→ Your instructions:
Across the entries below, count the lines in which the word "tile" occurs. Reply with the count alone.

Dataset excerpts
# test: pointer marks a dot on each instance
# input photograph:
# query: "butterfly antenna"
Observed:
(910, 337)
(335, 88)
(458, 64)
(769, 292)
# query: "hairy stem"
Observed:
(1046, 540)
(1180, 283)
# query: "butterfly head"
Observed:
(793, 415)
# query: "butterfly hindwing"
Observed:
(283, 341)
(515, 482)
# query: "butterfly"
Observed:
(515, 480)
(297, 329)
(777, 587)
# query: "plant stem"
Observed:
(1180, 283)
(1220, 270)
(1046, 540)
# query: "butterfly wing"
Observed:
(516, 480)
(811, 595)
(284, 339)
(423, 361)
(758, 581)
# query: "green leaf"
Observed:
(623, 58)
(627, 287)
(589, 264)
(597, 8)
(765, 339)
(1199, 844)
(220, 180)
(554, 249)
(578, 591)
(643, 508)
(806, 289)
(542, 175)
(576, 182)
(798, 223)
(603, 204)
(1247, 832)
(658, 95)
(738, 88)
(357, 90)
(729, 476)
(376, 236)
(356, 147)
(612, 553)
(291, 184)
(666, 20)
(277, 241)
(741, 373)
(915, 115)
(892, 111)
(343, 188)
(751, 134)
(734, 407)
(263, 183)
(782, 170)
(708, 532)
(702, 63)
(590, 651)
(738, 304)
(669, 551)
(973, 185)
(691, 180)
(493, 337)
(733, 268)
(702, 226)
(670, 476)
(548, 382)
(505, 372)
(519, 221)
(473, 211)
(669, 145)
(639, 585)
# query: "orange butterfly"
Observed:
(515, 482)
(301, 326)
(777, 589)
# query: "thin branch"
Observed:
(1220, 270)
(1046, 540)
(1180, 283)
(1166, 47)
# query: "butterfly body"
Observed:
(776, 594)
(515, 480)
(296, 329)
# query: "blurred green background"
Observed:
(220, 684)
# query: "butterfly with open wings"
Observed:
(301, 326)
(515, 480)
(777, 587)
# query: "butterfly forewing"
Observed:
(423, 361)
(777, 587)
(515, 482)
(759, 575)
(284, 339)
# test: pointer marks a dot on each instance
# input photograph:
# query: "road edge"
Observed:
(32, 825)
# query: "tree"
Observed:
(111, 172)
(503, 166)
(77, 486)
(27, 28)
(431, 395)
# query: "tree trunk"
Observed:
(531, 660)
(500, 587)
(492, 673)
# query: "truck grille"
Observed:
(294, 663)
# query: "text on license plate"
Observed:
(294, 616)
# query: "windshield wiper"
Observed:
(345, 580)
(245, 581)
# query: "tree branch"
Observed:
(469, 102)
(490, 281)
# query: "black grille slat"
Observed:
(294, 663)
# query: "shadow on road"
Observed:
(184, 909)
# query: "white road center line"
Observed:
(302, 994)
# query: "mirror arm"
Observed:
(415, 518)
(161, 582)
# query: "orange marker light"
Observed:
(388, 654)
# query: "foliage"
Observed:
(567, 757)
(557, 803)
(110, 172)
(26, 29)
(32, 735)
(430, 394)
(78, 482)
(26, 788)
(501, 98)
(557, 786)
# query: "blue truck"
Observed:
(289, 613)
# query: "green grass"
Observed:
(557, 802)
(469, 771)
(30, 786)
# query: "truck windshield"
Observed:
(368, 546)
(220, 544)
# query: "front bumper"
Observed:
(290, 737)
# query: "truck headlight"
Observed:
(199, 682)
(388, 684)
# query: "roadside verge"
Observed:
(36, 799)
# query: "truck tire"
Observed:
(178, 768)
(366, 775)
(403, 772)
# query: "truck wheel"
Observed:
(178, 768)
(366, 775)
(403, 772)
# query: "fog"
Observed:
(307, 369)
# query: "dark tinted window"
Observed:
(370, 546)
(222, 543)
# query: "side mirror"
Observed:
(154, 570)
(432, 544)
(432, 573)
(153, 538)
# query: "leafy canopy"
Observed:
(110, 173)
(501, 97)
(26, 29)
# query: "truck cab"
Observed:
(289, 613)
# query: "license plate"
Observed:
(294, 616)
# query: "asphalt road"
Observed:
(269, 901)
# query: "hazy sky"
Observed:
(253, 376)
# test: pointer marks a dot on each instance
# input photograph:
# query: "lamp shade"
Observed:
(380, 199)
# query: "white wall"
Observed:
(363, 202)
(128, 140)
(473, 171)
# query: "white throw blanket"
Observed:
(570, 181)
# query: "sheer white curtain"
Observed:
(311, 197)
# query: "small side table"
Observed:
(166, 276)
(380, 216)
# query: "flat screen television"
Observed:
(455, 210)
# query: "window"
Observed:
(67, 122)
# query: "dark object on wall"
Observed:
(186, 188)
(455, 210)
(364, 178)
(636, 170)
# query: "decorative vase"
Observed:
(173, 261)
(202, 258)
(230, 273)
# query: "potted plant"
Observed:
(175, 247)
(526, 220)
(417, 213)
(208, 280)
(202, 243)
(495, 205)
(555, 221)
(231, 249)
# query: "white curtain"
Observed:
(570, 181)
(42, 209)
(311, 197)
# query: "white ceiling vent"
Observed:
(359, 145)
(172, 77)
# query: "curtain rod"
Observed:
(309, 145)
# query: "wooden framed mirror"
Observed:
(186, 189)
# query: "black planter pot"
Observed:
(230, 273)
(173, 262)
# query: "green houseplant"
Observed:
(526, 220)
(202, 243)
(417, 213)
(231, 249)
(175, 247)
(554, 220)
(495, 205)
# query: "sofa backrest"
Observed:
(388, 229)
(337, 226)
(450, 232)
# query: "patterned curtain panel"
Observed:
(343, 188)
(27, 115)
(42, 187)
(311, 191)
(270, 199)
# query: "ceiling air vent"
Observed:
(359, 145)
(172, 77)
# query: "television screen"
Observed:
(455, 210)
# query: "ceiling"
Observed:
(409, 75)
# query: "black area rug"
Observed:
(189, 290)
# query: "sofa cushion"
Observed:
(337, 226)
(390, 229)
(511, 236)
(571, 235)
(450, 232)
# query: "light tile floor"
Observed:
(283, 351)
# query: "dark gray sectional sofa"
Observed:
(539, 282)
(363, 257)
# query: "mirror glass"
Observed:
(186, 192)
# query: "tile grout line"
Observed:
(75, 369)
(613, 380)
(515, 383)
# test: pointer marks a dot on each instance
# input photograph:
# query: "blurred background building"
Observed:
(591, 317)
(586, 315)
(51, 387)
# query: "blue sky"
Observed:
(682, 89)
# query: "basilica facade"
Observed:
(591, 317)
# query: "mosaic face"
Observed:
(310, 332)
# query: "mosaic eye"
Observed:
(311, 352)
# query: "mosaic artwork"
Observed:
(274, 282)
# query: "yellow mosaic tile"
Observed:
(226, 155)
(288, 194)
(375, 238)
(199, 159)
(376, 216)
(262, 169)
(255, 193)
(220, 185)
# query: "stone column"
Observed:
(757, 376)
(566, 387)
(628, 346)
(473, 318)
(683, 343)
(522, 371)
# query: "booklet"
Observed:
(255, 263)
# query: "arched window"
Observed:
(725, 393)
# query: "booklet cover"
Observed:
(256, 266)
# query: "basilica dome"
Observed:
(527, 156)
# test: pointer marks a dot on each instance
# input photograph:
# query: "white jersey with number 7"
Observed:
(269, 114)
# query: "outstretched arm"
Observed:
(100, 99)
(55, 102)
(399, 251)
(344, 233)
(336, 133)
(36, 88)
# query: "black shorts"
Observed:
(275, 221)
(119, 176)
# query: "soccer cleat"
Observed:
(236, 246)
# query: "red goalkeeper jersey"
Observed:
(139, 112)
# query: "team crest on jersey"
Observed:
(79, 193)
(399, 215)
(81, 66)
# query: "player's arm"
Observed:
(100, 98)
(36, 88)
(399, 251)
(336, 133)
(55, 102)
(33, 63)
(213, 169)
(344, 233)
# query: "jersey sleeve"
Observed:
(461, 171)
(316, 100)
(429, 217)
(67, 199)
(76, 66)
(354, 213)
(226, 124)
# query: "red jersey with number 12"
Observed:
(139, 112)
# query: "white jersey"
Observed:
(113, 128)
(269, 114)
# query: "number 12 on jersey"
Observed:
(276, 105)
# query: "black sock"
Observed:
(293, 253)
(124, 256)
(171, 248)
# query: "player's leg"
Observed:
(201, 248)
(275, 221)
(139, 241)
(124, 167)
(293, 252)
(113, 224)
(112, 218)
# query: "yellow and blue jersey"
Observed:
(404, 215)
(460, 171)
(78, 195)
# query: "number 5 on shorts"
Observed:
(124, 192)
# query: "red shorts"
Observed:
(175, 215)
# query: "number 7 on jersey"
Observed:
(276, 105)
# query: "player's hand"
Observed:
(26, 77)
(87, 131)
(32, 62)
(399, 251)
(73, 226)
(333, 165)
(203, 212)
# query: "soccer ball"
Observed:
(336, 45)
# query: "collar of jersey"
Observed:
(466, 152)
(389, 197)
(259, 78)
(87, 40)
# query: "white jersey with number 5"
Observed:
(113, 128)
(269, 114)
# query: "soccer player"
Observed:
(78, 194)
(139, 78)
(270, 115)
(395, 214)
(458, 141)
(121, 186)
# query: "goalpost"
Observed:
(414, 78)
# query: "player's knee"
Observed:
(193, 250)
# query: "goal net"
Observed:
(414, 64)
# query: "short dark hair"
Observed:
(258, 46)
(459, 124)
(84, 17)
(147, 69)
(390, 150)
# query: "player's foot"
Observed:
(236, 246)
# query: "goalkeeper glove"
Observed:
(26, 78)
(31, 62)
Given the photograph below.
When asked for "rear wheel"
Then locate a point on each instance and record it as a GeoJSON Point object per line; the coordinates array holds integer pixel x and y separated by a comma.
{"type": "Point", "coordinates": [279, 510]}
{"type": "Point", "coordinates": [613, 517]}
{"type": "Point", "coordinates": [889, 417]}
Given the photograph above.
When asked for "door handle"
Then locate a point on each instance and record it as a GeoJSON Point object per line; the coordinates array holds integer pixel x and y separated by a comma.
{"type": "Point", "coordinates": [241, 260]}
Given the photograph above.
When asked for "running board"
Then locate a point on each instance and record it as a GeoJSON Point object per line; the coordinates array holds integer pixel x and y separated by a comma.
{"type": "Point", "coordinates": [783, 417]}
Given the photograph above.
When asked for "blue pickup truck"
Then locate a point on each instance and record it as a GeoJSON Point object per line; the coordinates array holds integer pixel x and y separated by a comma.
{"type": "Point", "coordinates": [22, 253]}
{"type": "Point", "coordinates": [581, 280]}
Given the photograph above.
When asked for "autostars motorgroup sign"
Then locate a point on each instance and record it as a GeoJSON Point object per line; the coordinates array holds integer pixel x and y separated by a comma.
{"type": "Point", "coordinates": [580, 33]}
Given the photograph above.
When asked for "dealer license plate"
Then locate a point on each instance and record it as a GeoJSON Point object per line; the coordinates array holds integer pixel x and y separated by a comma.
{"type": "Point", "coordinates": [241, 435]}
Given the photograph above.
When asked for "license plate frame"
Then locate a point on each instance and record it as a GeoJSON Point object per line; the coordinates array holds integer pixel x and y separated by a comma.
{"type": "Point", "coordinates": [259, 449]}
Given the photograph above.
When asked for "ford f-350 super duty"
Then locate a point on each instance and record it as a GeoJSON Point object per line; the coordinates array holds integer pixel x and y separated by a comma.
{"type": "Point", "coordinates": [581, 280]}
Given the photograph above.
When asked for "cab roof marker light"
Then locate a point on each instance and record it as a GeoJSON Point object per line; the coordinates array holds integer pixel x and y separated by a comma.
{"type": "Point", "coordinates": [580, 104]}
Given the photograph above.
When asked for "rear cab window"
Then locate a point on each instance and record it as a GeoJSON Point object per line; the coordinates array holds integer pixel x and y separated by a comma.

→ Exercise result:
3